[Begin Records to process]

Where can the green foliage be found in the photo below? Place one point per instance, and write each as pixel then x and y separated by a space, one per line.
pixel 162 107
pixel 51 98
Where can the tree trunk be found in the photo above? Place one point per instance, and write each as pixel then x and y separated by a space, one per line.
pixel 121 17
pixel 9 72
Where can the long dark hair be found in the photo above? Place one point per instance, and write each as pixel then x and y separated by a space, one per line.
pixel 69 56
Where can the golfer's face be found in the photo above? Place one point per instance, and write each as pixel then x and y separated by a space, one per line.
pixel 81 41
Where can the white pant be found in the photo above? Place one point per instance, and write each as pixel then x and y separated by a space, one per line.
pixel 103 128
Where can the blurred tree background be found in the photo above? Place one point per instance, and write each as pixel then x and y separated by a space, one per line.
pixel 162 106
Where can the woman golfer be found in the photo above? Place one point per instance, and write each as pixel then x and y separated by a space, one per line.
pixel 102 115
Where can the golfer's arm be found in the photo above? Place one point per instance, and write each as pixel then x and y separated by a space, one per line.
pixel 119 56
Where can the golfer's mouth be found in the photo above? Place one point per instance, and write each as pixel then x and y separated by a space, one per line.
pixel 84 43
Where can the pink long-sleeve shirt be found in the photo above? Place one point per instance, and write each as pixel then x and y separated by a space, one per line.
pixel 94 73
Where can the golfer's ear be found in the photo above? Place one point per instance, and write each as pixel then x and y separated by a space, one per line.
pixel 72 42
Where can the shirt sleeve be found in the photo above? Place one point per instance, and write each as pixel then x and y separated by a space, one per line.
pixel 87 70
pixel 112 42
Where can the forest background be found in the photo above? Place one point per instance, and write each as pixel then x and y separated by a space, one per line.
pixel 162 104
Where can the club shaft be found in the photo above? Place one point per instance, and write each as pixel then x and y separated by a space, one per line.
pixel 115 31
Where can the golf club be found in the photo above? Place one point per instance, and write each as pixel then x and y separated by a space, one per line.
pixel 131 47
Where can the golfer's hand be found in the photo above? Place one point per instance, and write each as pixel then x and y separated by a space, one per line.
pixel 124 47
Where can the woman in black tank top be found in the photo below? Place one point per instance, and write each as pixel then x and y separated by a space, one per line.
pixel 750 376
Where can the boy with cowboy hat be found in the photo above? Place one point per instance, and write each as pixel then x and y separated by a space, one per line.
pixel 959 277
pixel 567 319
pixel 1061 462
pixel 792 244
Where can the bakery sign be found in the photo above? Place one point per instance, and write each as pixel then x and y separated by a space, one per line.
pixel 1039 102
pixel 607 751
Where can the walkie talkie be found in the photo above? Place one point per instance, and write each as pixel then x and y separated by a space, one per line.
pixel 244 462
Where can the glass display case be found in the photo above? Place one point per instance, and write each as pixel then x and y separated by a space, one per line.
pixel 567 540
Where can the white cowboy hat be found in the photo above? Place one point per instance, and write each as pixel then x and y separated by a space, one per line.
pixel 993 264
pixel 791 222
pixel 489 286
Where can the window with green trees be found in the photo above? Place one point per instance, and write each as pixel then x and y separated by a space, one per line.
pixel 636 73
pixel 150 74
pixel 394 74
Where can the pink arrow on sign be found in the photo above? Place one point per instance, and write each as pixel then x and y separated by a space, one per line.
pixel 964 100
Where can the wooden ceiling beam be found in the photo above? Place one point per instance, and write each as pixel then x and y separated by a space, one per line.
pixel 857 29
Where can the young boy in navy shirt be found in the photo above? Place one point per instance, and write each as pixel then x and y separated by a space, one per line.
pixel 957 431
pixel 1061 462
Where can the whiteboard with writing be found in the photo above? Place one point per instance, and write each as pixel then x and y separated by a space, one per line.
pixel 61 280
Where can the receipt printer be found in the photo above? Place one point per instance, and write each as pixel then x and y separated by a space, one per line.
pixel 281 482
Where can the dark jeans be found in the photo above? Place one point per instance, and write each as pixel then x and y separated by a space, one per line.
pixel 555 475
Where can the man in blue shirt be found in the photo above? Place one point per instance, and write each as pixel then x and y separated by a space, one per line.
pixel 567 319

[End Records to process]

**Aim:** Reproduce the entire material above verbatim, line for line.

**Worked answer:**
Where can the green foliage be found in the photo below? Place one point per instance, and write each as pixel then x and y separated by a space, one per line.
pixel 162 107
pixel 51 98
Where can the tree trunk be found in the photo above? Place one point per instance, and write each as pixel then x and y separated by a space, one per line.
pixel 121 17
pixel 9 72
Where can the long dark hair be found in the photo above? Place one point per instance, and write each as pixel then x and y separated by a space, one per line.
pixel 69 56
Where can the golfer's face be found in the photo above? Place one point per instance, and write each as pixel then x and y separated by a space, one per line.
pixel 81 41
Where can the white pant be found in the photo above? Place one point per instance, and write each as pixel then x and y separated by a space, one per line.
pixel 103 128
Where can the blurred tree background be found in the photo above? Place one point per instance, and write each as pixel then x and y separated by a space, one per line.
pixel 162 106
Where can the woman golfer be found in the photo above? Place one point per instance, and write each as pixel then x and y separated by a space, one per line.
pixel 102 115
Where can the golfer's arm be found in the photo above? Place one point per instance, and write each as pixel then x and y separated by a space, one per line.
pixel 119 56
Where can the golfer's mouth be found in the photo above? Place one point per instance, and write each as pixel then x and y separated by a space, one per line.
pixel 84 43
Where can the pink long-sleeve shirt be found in the photo above? Place one point per instance, and write each as pixel then x and y separated by a space, one per line.
pixel 94 73
Where can the golfer's ear be found in the photo above? Place one point per instance, and write each as pixel then x and y separated by a space, one per line.
pixel 72 42
Where can the shirt sleeve be found in the photo above? Place one point per instance, and write each as pixel then x and y separated by a space, one per line.
pixel 87 70
pixel 112 42
Where can the forest background be found in the photo above? Place one point per instance, and write each as pixel then x and y separated by a space, one per line.
pixel 162 104
Where can the club shaft be found in the photo above? Place one point per instance, and write each as pixel then x and y separated by a space, one per line.
pixel 115 31
Where can the golf club be found in the photo above? Place one point per instance, and write each as pixel then x and y separated by a space, one per line.
pixel 131 47
Where can the golfer's hand be found in the photo above? Place one point per instance, and write each as pixel then x and y separated by a space, one per line.
pixel 124 47
Where can the woman in black tank top be found in the photo below? Place one point per instance, and write each as pixel then x and y separated by a space, one per line.
pixel 750 376
Where can the boy with cowboy hat be found in the photo above? Place one point per instance, and write each as pixel then x and y separated by a space, one per line.
pixel 959 277
pixel 567 319
pixel 1061 462
pixel 792 244
Where can the bakery sign be found in the photo above? Place one point per instance, and write each as pixel then x and y separated by a space, one per line.
pixel 1039 102
pixel 607 751
Where can the walkie talkie be found in the photo above? Place one point per instance, and write each as pixel then x and y separated by a space, one per line.
pixel 244 462
Where can the glass display case be found in the photo above? Place one point per instance, and write each as pixel then x and y separated by a space, one per line.
pixel 567 540
Where can the white cowboy hat be found in the photo above? Place one point per instance, and write each as pixel then x and y separated by a space, one per line.
pixel 993 264
pixel 791 222
pixel 489 286
Where can the window with green trees be found in the photo above? Place one point per instance, and write each as pixel then x and y separated by a space, one per line.
pixel 636 73
pixel 150 74
pixel 394 74
Where can the pink arrow on sign be found in the photo above? Place one point per instance, and write each as pixel then x and y separated by a space, one per line.
pixel 964 100
Where can the wooden ceiling beam be found in the photo above? Place one point per instance, and write each as pixel then x and y separated by a space, one per line.
pixel 857 29
Where can the young boy in navy shirt be found in the photo above? Place one point per instance, and write each as pixel then x and y separated by a space, one per line.
pixel 957 431
pixel 1061 462
Where can the whiteboard with writing be found in the photo above? Place one point per instance, and write each as pixel then x and y separated by a space, one per line.
pixel 61 280
Where can the receipt printer be found in the photo above? Place one point per instance, and write each as pixel then x and y separated by a space, one per line.
pixel 281 482
Where can the dark jeans be found in the photo above? Place one point per instance, and write each as pixel then x and y separated by a space, one per line.
pixel 555 475
Where can the man in blue shirt be found in the photo above? Place one point per instance, and write each as pixel then x and y separated by a space, one per line.
pixel 567 319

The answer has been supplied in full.